### THE EXERCISE
Print every one of the items below word for word, leaving out the pictures.

### RECORDS SUPPLIED

________________________________________

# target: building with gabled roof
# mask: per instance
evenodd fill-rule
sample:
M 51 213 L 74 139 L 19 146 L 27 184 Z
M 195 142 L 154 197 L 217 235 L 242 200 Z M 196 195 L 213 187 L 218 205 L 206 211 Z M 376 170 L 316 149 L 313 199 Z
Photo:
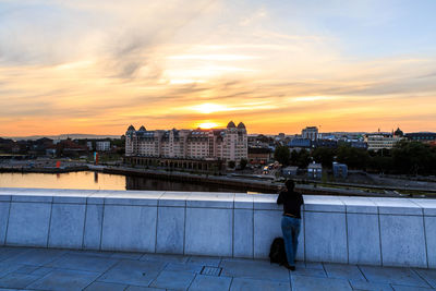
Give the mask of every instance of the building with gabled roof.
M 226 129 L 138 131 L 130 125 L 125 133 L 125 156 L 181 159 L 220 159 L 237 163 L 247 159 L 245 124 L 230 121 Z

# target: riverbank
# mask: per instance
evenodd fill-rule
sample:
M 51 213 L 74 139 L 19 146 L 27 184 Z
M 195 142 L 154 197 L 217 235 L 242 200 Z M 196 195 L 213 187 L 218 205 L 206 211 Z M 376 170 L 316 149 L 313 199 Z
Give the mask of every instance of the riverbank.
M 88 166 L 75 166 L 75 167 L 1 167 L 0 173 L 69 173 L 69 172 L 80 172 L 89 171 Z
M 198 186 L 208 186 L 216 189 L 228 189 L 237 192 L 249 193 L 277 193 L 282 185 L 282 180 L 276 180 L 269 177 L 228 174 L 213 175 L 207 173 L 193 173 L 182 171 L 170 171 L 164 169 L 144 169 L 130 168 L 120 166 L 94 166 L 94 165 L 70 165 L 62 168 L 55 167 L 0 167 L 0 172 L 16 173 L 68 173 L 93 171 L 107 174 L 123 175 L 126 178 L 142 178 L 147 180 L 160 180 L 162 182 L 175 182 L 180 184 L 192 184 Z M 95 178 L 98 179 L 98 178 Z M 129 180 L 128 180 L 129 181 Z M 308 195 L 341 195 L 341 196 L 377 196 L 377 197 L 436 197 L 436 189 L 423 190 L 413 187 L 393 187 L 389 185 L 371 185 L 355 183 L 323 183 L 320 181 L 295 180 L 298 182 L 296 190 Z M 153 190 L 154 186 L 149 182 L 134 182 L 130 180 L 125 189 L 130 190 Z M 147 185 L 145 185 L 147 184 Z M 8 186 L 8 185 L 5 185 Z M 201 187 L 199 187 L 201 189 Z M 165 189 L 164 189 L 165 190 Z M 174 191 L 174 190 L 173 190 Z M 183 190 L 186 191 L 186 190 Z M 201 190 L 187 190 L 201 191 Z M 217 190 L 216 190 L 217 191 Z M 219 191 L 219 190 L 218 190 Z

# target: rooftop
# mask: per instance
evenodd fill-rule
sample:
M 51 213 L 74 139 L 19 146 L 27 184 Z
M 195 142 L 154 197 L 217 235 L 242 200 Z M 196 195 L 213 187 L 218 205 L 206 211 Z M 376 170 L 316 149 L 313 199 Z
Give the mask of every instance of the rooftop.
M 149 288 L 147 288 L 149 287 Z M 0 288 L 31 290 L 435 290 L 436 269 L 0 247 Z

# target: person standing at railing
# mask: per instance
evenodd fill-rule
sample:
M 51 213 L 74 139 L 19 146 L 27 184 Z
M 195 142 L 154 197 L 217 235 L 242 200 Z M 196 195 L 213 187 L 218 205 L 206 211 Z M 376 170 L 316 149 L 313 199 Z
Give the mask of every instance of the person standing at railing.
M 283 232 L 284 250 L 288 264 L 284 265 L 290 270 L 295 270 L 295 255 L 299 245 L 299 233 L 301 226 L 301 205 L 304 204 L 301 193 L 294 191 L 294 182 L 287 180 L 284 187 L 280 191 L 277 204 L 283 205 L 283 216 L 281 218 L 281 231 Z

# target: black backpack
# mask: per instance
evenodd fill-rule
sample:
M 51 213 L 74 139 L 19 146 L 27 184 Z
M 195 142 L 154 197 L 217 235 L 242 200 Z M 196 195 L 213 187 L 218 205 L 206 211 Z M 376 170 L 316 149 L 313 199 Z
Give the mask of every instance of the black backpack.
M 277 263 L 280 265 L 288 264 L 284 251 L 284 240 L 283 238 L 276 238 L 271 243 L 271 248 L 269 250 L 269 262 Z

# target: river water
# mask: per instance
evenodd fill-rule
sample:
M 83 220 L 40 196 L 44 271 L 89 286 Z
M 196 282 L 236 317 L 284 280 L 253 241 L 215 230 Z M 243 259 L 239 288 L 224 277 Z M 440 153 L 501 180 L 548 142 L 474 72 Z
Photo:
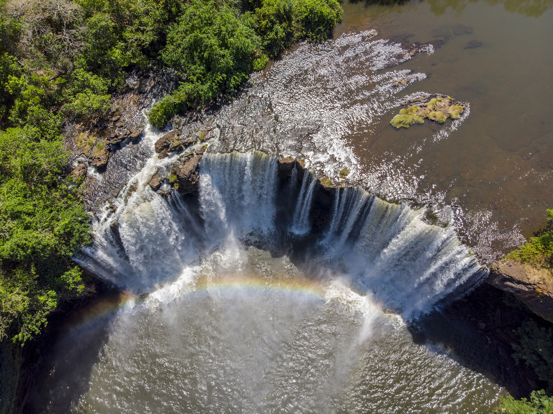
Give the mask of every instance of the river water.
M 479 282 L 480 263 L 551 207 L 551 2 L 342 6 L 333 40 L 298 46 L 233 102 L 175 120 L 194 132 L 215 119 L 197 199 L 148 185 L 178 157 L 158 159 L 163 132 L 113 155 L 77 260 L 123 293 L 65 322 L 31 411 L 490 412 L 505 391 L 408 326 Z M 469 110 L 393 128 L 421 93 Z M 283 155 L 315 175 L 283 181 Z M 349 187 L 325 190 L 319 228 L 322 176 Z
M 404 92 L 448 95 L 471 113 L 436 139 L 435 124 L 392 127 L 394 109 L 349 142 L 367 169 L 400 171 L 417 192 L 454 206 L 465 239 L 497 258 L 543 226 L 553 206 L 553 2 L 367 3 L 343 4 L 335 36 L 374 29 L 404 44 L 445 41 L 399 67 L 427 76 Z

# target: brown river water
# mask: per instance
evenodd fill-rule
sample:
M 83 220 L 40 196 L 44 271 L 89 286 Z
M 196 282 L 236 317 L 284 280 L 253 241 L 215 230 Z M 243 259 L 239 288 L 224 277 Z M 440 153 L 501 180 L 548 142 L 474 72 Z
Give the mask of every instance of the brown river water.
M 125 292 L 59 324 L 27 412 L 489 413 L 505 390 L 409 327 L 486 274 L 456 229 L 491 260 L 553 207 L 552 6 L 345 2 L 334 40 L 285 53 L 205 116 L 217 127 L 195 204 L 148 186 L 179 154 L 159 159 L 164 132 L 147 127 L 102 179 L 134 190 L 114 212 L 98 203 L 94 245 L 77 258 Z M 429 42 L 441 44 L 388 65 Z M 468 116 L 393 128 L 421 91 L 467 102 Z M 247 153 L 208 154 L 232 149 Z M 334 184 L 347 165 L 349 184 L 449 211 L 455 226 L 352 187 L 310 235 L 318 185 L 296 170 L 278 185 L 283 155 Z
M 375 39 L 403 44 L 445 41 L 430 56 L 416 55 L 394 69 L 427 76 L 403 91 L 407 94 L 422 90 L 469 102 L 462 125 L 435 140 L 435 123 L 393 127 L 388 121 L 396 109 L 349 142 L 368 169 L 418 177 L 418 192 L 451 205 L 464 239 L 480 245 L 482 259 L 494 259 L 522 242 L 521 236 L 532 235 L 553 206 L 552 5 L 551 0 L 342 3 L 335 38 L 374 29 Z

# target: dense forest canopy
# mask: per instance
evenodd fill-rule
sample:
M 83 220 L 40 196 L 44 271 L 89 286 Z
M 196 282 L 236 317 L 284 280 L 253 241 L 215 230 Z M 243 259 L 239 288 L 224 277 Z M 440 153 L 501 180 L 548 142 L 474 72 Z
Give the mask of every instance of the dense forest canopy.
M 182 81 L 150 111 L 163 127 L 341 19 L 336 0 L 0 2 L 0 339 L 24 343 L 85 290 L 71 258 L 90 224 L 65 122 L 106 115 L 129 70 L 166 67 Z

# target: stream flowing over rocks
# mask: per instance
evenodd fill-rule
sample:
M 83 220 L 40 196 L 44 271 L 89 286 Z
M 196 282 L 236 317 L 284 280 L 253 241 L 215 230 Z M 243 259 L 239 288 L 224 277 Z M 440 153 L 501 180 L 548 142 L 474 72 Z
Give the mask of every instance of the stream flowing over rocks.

________________________________________

### CORRECT ANSWER
# target: building with gabled roof
# mask: per instance
evenodd fill-rule
sample:
M 51 213 L 74 139 L 19 146 L 27 184 Z
M 195 142 L 154 197 L 217 235 L 242 200 Z M 196 195 L 213 187 L 218 205 L 206 211 Z M 376 170 L 316 149 L 313 199 Z
Photo:
Give the mask of every instance of the building with gabled roof.
M 226 129 L 138 131 L 130 125 L 125 133 L 125 156 L 181 159 L 220 159 L 237 163 L 247 159 L 245 124 L 230 121 Z

# target: riverbank
# mask: per instance
evenodd fill-rule
sample:
M 51 213 L 74 139 L 19 146 L 27 184 Z
M 195 142 L 154 197 L 217 235 L 242 200 Z M 196 195 L 213 187 L 218 205 L 206 211 Z M 376 170 L 316 149 L 313 199 Z
Give the mask of every instance of the riverbank.
M 88 166 L 75 166 L 75 167 L 1 167 L 0 173 L 69 173 L 69 172 L 80 172 L 89 171 Z
M 198 186 L 208 186 L 216 189 L 228 189 L 237 192 L 249 193 L 277 193 L 282 185 L 282 180 L 276 180 L 269 177 L 228 174 L 213 175 L 207 173 L 193 173 L 182 171 L 170 171 L 164 169 L 144 169 L 130 168 L 120 166 L 94 166 L 94 165 L 70 165 L 62 168 L 55 167 L 0 167 L 0 172 L 16 173 L 68 173 L 93 171 L 107 174 L 123 175 L 126 178 L 142 178 L 147 180 L 160 180 L 162 182 L 175 182 L 180 184 L 192 184 Z M 95 178 L 98 179 L 98 178 Z M 129 180 L 128 180 L 129 181 Z M 308 195 L 341 195 L 341 196 L 377 196 L 377 197 L 436 197 L 436 189 L 423 190 L 413 187 L 393 187 L 389 185 L 371 185 L 355 183 L 323 183 L 320 181 L 295 180 L 298 182 L 296 190 Z M 153 190 L 154 186 L 149 182 L 134 182 L 130 180 L 125 189 L 130 190 Z M 147 185 L 145 185 L 147 184 Z M 8 186 L 8 185 L 5 185 Z M 201 187 L 199 187 L 201 189 Z M 165 189 L 164 189 L 165 190 Z M 174 191 L 174 190 L 173 190 Z M 183 190 L 186 191 L 186 190 Z M 201 190 L 187 190 L 201 191 Z M 217 190 L 216 190 L 217 191 Z M 219 191 L 219 190 L 218 190 Z

# target: rooftop
# mask: per instance
evenodd fill-rule
sample:
M 51 213 L 74 139 L 19 146 L 27 184 Z
M 195 142 L 154 197 L 217 235 L 242 200 Z M 196 195 L 213 187 L 218 205 L 206 211 Z M 376 170 L 316 149 L 313 199 Z
Give the mask of every instance of the rooftop.
M 149 288 L 147 288 L 149 287 Z M 0 288 L 31 290 L 435 290 L 436 269 L 0 247 Z

# target: person standing at railing
# mask: per instance
evenodd fill-rule
sample:
M 51 213 L 74 139 L 19 146 L 27 184 Z
M 195 142 L 154 197 L 217 235 L 242 200 Z M 196 195 L 213 187 L 218 205 L 206 211 Z M 376 170 L 316 149 L 313 199 Z
Give the mask of every instance of the person standing at railing.
M 283 232 L 284 250 L 288 264 L 284 265 L 290 270 L 295 270 L 295 255 L 299 245 L 299 233 L 301 226 L 301 205 L 304 204 L 301 193 L 294 191 L 294 182 L 287 180 L 284 187 L 280 191 L 277 204 L 283 205 L 283 216 L 281 218 L 281 231 Z

# target: black backpack
# mask: per instance
evenodd fill-rule
sample:
M 51 213 L 74 139 L 19 146 L 27 184 Z
M 195 142 L 154 197 L 217 235 L 242 200 Z M 196 195 L 213 187 L 218 205 L 206 211 Z M 376 170 L 316 149 L 313 199 Z
Give the mask of every instance of the black backpack.
M 277 263 L 280 265 L 288 264 L 284 251 L 284 240 L 283 238 L 276 238 L 271 243 L 271 248 L 269 250 L 269 262 Z

# target: river water
# mask: per instance
evenodd fill-rule
sample:
M 83 220 L 40 196 L 44 271 L 89 286 Z
M 196 282 L 236 317 L 284 280 L 253 241 L 215 230 Z M 243 259 L 239 288 L 224 277 Z M 440 153 L 501 180 L 548 142 L 474 72 Z
Photo:
Give the mask of every instance of the river water.
M 479 282 L 480 263 L 551 207 L 551 2 L 342 6 L 333 40 L 298 46 L 233 102 L 175 120 L 194 132 L 215 119 L 197 199 L 148 185 L 178 157 L 158 159 L 163 132 L 113 155 L 77 260 L 123 293 L 65 322 L 31 411 L 490 412 L 505 391 L 408 326 Z M 469 110 L 393 128 L 421 93 Z M 283 155 L 315 175 L 283 181 Z M 349 187 L 325 190 L 319 228 L 322 176 Z
M 404 92 L 448 95 L 471 113 L 436 139 L 435 124 L 392 127 L 394 109 L 349 142 L 367 169 L 400 171 L 417 192 L 454 206 L 465 239 L 497 258 L 543 226 L 553 206 L 553 2 L 367 3 L 343 4 L 335 36 L 374 29 L 404 44 L 445 41 L 399 67 L 427 76 Z

# target: brown river water
# mask: per instance
evenodd fill-rule
sample:
M 83 220 L 40 196 L 44 271 L 89 286 Z
M 196 282 L 236 317 L 284 280 L 253 241 L 215 230 Z M 243 259 L 239 288 L 224 277 Z M 440 153 L 501 180 L 548 142 L 474 72 Z
Give the mask of every instance of the brown river water.
M 125 292 L 59 324 L 27 412 L 489 413 L 505 390 L 409 327 L 486 274 L 456 229 L 491 260 L 553 207 L 552 6 L 345 2 L 334 40 L 285 53 L 205 116 L 217 127 L 195 204 L 148 186 L 179 154 L 159 159 L 164 132 L 147 127 L 102 179 L 134 190 L 114 212 L 98 203 L 94 245 L 77 258 Z M 429 42 L 441 44 L 388 65 Z M 468 116 L 393 128 L 421 91 L 467 102 Z M 247 153 L 208 154 L 232 149 Z M 334 184 L 347 165 L 349 184 L 449 211 L 455 226 L 352 187 L 310 235 L 318 185 L 296 170 L 278 185 L 283 155 Z
M 375 39 L 403 44 L 445 41 L 430 56 L 416 55 L 394 69 L 427 76 L 403 91 L 407 94 L 422 90 L 469 102 L 462 125 L 435 140 L 435 123 L 393 127 L 388 121 L 396 109 L 349 142 L 368 169 L 418 177 L 418 192 L 451 205 L 464 239 L 480 245 L 482 259 L 494 259 L 522 242 L 521 236 L 532 235 L 553 206 L 552 5 L 551 0 L 342 3 L 335 38 L 374 29 Z

# target: dense forest canopy
# mask: per instance
evenodd fill-rule
sample:
M 83 220 L 40 196 L 44 271 L 89 286 Z
M 196 282 L 236 317 L 284 280 L 253 241 L 215 230 Z M 243 259 L 239 288 L 224 277 Z M 440 153 L 501 180 L 548 142 L 474 72 Z
Give the mask of every instance of the dense forest canopy.
M 182 81 L 150 111 L 163 127 L 341 19 L 336 0 L 0 2 L 0 339 L 24 343 L 85 290 L 71 258 L 90 224 L 65 122 L 106 115 L 129 70 L 166 67 Z

# target: stream flowing over rocks
# mask: per instance
evenodd fill-rule
sample:
M 83 220 L 40 196 L 44 271 L 89 286 Z
M 196 282 L 236 317 L 284 280 L 253 241 L 215 230 Z M 243 259 L 239 288 L 224 277 Z M 440 153 L 501 180 L 548 142 L 474 72 Z
Give the mask of every instance of the stream flowing over rocks.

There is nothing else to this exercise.